* Excerpts from a pointing dataset:
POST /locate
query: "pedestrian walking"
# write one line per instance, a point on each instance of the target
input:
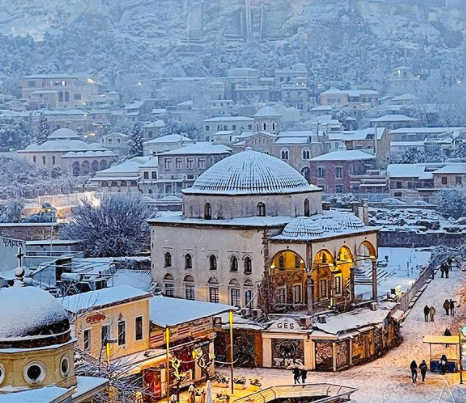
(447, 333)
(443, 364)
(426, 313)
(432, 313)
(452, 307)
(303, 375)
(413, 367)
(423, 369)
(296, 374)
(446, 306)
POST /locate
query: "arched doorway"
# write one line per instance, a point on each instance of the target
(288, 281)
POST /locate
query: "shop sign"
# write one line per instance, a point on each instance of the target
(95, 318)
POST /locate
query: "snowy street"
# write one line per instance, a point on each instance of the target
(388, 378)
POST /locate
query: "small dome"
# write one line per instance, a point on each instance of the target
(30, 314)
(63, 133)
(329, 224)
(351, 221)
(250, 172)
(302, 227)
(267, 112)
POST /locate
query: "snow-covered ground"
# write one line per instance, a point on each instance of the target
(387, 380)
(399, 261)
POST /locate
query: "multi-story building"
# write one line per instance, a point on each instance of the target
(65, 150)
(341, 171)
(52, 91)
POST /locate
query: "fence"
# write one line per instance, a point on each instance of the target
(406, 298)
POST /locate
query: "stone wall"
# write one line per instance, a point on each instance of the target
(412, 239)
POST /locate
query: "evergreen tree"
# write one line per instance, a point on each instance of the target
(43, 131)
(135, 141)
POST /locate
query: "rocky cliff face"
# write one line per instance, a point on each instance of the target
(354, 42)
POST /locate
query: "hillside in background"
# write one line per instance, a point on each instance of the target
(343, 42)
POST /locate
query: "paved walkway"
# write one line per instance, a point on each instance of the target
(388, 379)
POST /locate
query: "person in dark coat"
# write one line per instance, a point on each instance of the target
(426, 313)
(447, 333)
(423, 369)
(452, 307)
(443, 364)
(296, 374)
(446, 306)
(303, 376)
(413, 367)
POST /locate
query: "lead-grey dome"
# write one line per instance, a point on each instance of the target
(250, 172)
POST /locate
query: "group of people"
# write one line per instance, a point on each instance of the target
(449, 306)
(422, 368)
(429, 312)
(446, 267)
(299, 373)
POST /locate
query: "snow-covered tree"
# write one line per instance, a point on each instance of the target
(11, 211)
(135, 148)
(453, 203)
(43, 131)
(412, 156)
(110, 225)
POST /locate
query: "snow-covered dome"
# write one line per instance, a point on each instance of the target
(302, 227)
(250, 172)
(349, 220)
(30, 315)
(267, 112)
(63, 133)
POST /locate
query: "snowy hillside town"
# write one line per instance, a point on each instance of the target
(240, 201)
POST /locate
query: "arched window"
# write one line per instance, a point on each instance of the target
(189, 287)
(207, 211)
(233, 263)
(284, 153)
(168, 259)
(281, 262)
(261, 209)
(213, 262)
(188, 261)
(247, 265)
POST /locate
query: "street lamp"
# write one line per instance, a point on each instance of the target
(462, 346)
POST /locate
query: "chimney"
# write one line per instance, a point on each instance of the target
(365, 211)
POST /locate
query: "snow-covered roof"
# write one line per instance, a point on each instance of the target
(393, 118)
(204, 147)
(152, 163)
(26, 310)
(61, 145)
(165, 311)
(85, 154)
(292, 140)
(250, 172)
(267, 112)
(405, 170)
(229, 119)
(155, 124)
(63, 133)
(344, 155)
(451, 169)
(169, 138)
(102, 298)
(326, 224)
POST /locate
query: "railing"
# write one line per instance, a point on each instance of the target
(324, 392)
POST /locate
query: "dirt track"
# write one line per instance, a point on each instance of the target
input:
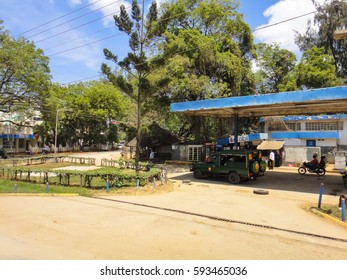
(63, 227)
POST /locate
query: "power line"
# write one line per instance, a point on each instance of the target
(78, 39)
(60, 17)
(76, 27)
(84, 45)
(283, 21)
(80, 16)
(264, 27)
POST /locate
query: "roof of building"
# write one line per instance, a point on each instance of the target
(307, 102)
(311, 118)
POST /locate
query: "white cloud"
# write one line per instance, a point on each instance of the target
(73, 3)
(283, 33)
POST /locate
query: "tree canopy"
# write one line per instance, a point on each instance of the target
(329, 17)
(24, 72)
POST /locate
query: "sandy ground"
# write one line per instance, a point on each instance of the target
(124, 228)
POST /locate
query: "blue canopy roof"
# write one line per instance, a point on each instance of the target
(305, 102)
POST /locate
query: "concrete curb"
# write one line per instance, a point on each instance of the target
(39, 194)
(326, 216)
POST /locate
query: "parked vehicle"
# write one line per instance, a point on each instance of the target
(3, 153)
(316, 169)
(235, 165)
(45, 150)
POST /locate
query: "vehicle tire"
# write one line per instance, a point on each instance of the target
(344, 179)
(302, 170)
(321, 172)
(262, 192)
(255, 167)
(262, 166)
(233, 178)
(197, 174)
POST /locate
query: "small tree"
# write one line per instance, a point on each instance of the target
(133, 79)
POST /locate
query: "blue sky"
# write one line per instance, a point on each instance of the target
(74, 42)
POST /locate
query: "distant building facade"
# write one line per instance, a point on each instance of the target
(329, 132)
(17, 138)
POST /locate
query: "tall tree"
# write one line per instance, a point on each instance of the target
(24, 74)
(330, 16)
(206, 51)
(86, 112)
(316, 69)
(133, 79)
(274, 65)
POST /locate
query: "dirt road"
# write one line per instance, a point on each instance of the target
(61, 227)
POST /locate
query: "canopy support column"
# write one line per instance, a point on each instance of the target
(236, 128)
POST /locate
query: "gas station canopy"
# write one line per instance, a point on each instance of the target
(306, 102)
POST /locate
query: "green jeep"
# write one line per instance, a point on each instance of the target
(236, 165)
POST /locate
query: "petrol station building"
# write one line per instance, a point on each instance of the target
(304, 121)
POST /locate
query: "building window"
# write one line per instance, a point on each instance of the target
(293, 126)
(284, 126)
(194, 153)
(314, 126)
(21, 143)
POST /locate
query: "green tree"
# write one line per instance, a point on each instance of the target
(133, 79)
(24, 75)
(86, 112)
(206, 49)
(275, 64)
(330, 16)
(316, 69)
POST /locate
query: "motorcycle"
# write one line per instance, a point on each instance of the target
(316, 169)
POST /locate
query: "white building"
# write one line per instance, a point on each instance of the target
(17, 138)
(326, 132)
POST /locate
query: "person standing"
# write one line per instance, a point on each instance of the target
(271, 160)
==
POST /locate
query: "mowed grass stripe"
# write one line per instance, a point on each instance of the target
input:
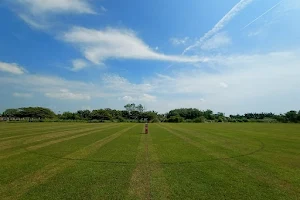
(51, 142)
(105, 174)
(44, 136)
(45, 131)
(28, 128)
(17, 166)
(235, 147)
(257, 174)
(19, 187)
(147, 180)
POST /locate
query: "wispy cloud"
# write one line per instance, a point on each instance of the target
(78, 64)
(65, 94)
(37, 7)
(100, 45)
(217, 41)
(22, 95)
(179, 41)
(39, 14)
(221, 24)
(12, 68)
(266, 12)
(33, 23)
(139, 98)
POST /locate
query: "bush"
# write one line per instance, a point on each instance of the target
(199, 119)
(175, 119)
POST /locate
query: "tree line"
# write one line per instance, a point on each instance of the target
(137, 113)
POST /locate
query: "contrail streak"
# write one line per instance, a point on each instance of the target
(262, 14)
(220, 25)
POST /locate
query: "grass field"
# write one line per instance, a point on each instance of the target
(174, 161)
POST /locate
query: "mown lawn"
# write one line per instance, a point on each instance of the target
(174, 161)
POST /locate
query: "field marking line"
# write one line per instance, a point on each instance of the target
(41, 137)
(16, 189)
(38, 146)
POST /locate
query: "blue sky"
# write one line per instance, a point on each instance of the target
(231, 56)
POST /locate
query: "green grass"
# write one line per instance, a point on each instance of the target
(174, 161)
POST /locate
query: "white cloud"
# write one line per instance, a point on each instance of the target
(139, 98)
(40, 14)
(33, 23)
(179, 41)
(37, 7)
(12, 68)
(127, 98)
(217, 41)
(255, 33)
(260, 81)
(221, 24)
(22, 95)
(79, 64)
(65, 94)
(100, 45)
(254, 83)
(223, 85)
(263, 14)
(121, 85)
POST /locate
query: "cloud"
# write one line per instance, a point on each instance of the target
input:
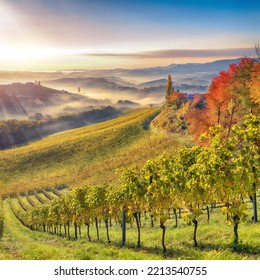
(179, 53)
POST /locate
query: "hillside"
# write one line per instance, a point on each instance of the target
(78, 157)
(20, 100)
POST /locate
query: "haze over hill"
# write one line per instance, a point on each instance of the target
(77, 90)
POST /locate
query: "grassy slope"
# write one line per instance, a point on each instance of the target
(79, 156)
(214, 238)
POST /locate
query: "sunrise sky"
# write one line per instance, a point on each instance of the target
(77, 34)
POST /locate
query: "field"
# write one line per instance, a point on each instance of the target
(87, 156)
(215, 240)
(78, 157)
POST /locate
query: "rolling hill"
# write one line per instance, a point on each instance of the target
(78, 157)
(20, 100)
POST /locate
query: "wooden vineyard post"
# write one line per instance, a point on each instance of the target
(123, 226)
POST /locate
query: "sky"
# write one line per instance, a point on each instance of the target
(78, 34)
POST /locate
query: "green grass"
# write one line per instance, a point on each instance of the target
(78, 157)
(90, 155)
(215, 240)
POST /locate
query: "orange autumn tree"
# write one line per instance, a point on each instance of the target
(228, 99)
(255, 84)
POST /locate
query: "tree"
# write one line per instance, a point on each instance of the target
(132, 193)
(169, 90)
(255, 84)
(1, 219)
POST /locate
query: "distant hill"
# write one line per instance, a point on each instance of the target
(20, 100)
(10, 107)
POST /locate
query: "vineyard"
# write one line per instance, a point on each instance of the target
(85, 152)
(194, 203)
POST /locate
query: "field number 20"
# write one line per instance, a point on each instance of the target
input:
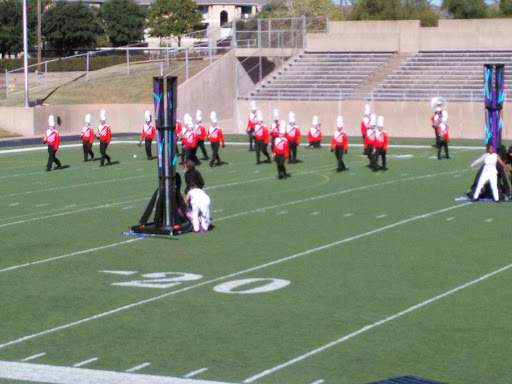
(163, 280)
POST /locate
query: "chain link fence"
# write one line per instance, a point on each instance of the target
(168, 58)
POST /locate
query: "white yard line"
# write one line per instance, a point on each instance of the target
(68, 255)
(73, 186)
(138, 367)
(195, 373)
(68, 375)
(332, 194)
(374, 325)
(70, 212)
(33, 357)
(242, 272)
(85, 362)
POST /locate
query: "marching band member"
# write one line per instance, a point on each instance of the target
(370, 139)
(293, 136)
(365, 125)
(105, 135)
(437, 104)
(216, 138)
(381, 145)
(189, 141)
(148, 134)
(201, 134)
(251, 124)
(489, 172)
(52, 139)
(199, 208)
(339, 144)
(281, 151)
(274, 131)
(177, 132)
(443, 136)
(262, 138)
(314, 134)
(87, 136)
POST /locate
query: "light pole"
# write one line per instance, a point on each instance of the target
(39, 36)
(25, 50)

* PROBLEM DESCRIPTION:
Tally the lines in the records above that contain the string "cloud", matching case exactly. Reply with the number only.

* TASK OUTPUT:
4